_GOAL OF THE EXERCISE_.
In the lines that run from the one containing "the dog's brown" through the one containing "[(335, 275), (681, 147), (128, 128), (39, 121), (492, 284)]", replace "photo" with "image" and leave everything else unchanged, giving only those lines and omitting the pictures.

_DATASET EXTRACT_.

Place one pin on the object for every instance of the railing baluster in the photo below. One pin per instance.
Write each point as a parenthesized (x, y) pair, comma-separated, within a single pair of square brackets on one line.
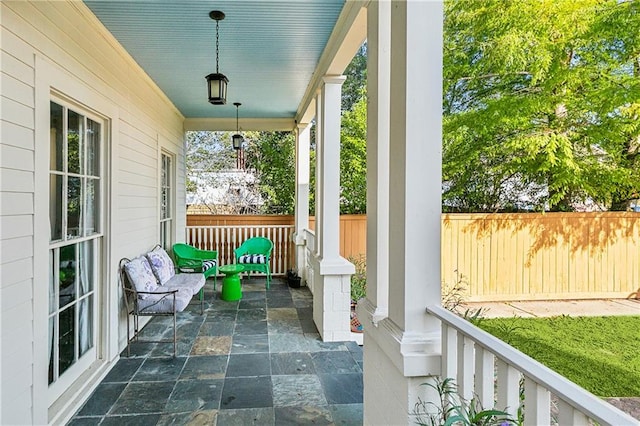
[(225, 238), (508, 388), (537, 404), (449, 350), (464, 377), (483, 382)]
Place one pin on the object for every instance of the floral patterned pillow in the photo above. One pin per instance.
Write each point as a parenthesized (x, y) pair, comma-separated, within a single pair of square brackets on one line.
[(141, 276), (161, 264)]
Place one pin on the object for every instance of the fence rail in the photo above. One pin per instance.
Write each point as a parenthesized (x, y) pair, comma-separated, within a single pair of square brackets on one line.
[(491, 370), (225, 239), (524, 256)]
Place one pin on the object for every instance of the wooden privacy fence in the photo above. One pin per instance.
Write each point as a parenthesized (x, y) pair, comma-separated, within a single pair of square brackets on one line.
[(542, 256), (225, 239), (525, 256), (353, 230)]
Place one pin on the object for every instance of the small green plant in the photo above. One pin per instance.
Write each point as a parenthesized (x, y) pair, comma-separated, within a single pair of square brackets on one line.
[(451, 409), (359, 279), (454, 296)]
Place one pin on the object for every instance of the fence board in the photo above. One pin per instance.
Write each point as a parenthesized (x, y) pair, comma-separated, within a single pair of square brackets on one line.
[(500, 256), (543, 256)]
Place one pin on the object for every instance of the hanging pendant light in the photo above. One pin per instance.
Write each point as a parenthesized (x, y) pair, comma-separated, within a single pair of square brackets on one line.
[(237, 139), (217, 82)]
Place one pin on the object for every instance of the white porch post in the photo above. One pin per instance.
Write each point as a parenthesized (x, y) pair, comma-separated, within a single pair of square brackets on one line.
[(378, 75), (332, 283), (403, 350), (303, 135)]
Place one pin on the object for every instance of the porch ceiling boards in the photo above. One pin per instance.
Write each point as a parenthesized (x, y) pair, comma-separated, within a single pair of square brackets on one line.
[(269, 50)]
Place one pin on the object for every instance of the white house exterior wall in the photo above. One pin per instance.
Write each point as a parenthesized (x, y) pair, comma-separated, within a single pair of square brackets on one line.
[(62, 47)]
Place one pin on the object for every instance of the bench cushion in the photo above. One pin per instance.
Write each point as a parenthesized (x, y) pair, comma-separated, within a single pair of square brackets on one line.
[(253, 258), (140, 275), (161, 264), (163, 303), (190, 282)]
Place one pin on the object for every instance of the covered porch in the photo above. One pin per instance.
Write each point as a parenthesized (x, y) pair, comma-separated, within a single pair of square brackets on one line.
[(258, 361), (135, 67)]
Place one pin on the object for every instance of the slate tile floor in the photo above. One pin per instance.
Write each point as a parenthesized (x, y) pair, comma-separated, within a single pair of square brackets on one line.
[(257, 361)]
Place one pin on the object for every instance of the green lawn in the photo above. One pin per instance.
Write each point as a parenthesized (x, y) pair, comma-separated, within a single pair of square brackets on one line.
[(601, 354)]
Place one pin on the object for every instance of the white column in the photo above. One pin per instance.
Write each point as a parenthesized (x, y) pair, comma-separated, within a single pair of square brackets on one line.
[(332, 279), (303, 136), (378, 92), (328, 211), (403, 350), (319, 171)]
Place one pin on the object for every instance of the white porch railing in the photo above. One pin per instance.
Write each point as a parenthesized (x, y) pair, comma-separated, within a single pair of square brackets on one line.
[(491, 370), (225, 239)]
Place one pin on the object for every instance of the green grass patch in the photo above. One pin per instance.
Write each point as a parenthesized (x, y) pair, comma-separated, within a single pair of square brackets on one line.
[(601, 354)]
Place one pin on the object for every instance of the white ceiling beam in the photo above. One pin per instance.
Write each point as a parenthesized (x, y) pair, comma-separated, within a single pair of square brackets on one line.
[(345, 40), (246, 124)]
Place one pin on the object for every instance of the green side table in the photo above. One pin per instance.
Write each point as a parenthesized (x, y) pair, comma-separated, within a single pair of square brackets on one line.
[(231, 288)]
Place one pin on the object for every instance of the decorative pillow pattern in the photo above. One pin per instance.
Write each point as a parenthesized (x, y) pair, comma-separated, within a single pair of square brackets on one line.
[(161, 264), (141, 276), (208, 264), (253, 258)]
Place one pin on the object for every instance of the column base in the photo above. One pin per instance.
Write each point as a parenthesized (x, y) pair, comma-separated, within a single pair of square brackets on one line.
[(332, 299), (396, 365)]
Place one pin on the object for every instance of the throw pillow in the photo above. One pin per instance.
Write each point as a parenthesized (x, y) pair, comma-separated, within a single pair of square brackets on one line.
[(161, 264), (141, 276)]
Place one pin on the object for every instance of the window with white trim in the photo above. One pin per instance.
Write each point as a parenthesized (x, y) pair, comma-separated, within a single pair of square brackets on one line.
[(75, 216), (166, 215)]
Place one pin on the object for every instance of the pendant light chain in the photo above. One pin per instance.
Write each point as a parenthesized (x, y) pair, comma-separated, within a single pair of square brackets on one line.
[(217, 46)]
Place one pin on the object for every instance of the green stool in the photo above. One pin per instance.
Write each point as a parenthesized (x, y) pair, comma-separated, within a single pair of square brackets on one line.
[(231, 288)]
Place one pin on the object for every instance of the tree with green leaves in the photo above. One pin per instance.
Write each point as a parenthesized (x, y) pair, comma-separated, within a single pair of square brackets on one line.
[(541, 104), (212, 178), (270, 156), (353, 159)]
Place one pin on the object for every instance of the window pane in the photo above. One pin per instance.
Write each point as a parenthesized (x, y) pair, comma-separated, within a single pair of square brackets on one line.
[(93, 148), (52, 345), (91, 208), (85, 267), (55, 206), (52, 281), (68, 272), (66, 340), (75, 147), (164, 203), (56, 141), (85, 325), (73, 206)]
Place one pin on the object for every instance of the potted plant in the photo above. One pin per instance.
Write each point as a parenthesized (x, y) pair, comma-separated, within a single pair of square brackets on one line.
[(293, 279)]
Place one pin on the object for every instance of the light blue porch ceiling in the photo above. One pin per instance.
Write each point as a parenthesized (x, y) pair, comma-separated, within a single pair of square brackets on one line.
[(268, 49)]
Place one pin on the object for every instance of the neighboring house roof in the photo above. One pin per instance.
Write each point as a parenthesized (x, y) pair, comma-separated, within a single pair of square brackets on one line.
[(224, 188)]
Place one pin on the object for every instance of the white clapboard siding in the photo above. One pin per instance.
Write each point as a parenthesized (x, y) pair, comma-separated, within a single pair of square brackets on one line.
[(14, 88), (66, 36), (16, 158), (15, 272), (17, 136), (17, 69)]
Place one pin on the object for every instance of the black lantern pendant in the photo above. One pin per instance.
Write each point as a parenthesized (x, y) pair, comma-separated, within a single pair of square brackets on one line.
[(217, 82), (237, 139)]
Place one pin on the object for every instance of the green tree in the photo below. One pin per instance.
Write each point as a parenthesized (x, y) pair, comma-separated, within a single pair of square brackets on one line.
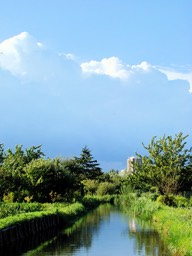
[(90, 186), (47, 177), (32, 153), (88, 167), (1, 153), (167, 166)]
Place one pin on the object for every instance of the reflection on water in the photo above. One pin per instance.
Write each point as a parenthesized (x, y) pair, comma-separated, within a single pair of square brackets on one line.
[(104, 232)]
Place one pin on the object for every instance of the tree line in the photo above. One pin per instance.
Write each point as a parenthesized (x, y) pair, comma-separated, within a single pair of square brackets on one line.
[(26, 175)]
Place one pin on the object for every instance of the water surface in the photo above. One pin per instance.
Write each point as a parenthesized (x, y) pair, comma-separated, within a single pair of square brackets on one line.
[(105, 231)]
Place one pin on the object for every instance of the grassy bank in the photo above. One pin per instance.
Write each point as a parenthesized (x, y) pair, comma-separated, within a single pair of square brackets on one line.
[(15, 213), (174, 224)]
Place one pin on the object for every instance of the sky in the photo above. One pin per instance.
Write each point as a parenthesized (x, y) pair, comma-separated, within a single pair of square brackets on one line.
[(108, 75)]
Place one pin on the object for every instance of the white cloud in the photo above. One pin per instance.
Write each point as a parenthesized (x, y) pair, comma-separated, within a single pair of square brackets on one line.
[(17, 53), (144, 66), (114, 68), (174, 75), (68, 56), (108, 66)]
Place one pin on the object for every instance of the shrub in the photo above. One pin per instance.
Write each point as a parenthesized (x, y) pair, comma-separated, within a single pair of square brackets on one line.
[(106, 188), (173, 200)]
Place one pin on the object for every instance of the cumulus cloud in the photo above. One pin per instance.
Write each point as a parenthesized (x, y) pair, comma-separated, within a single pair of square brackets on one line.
[(16, 53), (114, 68), (111, 67), (68, 56), (175, 75)]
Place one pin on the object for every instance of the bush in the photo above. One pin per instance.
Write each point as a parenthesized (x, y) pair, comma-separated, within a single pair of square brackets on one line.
[(106, 188), (173, 200)]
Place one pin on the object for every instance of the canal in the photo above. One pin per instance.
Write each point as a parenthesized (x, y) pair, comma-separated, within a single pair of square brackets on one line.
[(105, 231)]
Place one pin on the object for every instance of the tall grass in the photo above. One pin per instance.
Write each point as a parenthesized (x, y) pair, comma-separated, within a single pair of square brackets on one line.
[(173, 224)]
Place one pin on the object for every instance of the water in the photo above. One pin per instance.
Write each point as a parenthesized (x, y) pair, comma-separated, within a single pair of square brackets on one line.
[(105, 231)]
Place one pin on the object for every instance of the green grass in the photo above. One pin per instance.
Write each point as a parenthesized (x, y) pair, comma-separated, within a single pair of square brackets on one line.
[(15, 213), (173, 224)]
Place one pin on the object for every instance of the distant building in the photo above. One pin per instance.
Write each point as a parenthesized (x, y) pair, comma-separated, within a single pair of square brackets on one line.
[(130, 166)]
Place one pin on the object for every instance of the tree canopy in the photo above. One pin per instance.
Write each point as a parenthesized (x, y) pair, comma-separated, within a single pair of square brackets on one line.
[(168, 165)]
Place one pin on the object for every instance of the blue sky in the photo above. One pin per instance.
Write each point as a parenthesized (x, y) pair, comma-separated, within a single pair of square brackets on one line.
[(106, 74)]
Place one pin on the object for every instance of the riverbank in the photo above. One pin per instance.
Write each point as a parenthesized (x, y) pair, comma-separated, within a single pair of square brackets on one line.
[(24, 224), (173, 224)]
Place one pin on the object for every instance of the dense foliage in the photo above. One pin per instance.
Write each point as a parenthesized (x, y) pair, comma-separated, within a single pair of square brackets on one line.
[(27, 176), (167, 167)]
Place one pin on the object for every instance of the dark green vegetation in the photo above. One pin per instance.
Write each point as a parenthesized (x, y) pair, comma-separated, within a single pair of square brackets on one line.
[(27, 176), (159, 189), (166, 168)]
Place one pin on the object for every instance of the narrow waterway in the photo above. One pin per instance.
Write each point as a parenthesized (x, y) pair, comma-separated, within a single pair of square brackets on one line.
[(105, 231)]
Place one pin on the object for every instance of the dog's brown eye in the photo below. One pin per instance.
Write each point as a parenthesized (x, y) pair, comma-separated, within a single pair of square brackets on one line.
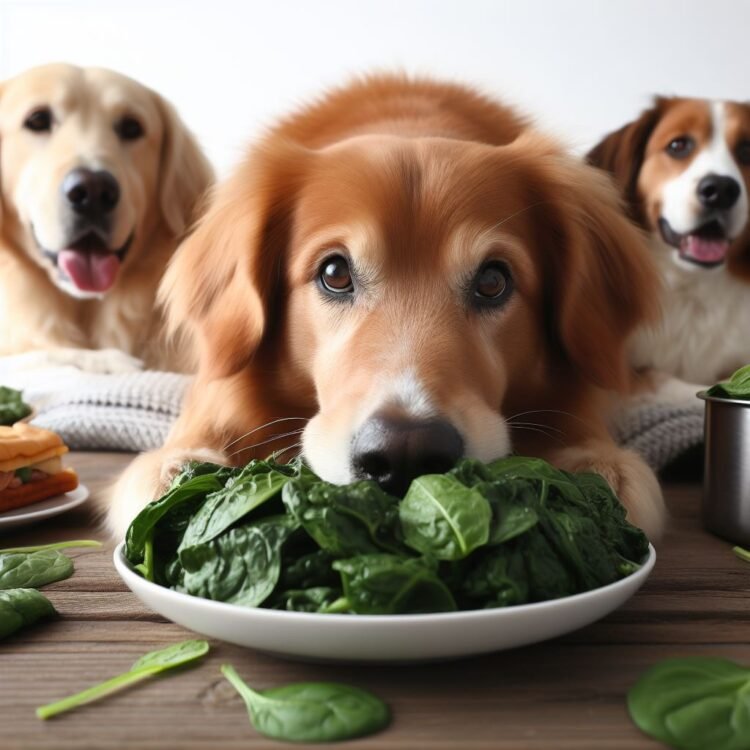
[(335, 275), (681, 147), (128, 128), (39, 121), (492, 284)]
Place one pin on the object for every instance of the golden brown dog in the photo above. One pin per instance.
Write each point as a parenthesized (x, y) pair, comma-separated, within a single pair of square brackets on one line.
[(398, 275), (99, 178)]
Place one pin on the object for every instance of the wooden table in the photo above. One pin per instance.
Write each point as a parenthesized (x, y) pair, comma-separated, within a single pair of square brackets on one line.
[(564, 694)]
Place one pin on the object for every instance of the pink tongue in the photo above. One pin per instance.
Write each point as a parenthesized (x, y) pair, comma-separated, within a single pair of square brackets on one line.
[(703, 250), (90, 272)]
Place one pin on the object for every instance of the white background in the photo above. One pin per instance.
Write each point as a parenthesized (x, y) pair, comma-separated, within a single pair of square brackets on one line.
[(580, 67)]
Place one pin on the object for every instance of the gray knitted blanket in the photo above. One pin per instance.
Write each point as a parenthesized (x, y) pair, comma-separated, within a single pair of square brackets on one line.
[(133, 411)]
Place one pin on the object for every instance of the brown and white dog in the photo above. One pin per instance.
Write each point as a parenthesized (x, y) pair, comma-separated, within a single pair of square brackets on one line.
[(398, 275), (684, 168), (99, 178)]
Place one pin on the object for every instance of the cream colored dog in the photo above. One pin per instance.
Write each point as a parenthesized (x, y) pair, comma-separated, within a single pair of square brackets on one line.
[(99, 178)]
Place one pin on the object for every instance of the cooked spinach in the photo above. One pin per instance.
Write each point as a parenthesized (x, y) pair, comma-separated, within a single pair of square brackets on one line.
[(148, 665), (738, 386), (442, 517), (311, 711), (384, 584), (694, 703), (20, 608), (32, 567), (513, 531), (240, 567), (344, 520), (12, 406)]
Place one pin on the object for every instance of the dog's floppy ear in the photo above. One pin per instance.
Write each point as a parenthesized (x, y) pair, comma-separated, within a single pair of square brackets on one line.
[(184, 172), (621, 154), (600, 279), (220, 284)]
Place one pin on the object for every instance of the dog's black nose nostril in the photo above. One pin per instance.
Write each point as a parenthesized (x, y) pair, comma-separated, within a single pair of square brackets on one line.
[(716, 191), (393, 451), (89, 192)]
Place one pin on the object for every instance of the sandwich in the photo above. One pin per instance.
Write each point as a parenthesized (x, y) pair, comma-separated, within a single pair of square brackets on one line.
[(31, 466)]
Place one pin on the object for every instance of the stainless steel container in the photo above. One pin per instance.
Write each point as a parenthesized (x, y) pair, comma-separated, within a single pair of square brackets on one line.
[(726, 479)]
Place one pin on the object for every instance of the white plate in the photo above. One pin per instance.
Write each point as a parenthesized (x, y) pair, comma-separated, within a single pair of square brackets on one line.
[(383, 638), (52, 506)]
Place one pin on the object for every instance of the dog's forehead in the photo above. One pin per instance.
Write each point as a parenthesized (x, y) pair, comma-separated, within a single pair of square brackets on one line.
[(682, 117), (69, 88), (407, 185)]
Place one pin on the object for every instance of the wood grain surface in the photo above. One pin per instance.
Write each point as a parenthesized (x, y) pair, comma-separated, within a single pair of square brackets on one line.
[(566, 694)]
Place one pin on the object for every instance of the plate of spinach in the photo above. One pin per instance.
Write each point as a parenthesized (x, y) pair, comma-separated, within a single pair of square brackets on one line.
[(482, 558)]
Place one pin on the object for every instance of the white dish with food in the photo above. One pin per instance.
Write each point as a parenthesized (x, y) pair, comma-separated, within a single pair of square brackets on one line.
[(383, 638), (52, 506)]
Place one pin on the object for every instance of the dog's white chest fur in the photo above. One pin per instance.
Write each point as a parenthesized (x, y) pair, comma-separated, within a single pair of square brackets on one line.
[(704, 333)]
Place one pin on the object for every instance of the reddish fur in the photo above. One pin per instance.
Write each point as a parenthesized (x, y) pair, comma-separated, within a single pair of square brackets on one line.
[(414, 160)]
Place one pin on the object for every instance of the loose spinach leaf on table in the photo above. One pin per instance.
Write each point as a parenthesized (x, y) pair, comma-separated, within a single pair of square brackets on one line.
[(148, 665), (442, 517), (696, 703), (20, 608), (32, 567), (383, 584), (241, 566), (344, 520), (738, 386), (311, 711)]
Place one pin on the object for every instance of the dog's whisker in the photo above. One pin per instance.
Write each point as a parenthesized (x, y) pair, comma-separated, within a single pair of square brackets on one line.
[(263, 426), (278, 436)]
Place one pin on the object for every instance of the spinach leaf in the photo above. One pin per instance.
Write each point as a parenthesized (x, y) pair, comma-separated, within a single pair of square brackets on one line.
[(12, 406), (241, 567), (33, 569), (738, 386), (498, 579), (143, 525), (344, 520), (258, 482), (385, 584), (311, 711), (694, 704), (20, 608), (442, 517), (148, 665)]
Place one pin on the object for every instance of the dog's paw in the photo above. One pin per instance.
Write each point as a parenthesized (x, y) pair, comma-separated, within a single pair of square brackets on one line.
[(147, 477), (632, 480)]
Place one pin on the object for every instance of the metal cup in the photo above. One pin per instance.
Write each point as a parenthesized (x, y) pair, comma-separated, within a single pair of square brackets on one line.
[(726, 479)]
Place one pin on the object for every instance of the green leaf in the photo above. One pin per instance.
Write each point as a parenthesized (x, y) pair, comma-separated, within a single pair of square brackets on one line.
[(738, 386), (143, 525), (33, 569), (20, 608), (442, 517), (344, 520), (258, 482), (148, 665), (385, 584), (240, 567), (311, 711), (12, 406), (694, 704)]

_SOLUTION FOR THIS EXERCISE_.
Place one pin on the object for every instance of the dog's brown eye in the image below. One pin per instance.
Write each point as a parenthesized (x, y) pair, comma-separated, within a single pair of square brackets on one line.
[(335, 275), (681, 147), (128, 128), (39, 121), (492, 284)]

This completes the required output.